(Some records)
▬▬▬▬▬▬▬▬▬▬

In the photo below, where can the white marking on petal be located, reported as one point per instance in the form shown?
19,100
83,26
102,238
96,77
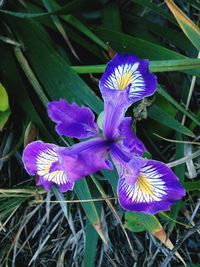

▬▬▬▬▬▬▬▬▬▬

■ Task instructions
Rewrite the lines above, swapping "white marking" for "pale spot" and leaving everything else unchanged. Omit the picture from your output.

■ Solution for this exercise
In the photo below, where can the pale spot on petal be located, reported as one point per instance in the form shown?
19,100
83,26
102,238
96,77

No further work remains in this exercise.